Stored items from a collection:
(begin)

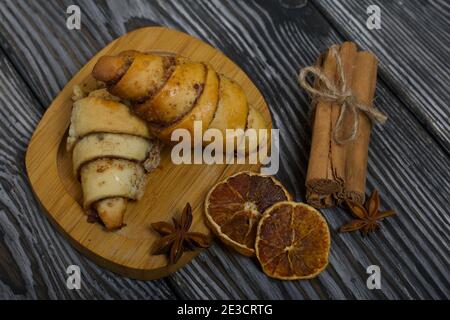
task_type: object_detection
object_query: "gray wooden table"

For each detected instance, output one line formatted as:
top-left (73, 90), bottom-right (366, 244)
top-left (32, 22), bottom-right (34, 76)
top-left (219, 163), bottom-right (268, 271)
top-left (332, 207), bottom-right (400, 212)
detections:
top-left (0, 0), bottom-right (450, 299)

(end)

▶ [WORK TO COMPLETE]:
Convert every line of text in the entries above into a numbered list, skipping blank lines. Leave the pictures out of your answer.

▶ [COMPLETE RESPONSE]:
1. task_type: object_detection
2. object_query: "gray wooden table"
3. For each detected instance, output one line formatted as:
4. top-left (73, 90), bottom-right (366, 244)
5. top-left (32, 22), bottom-right (34, 76)
6. top-left (219, 163), bottom-right (268, 271)
7. top-left (332, 207), bottom-right (400, 212)
8. detections:
9. top-left (0, 0), bottom-right (450, 299)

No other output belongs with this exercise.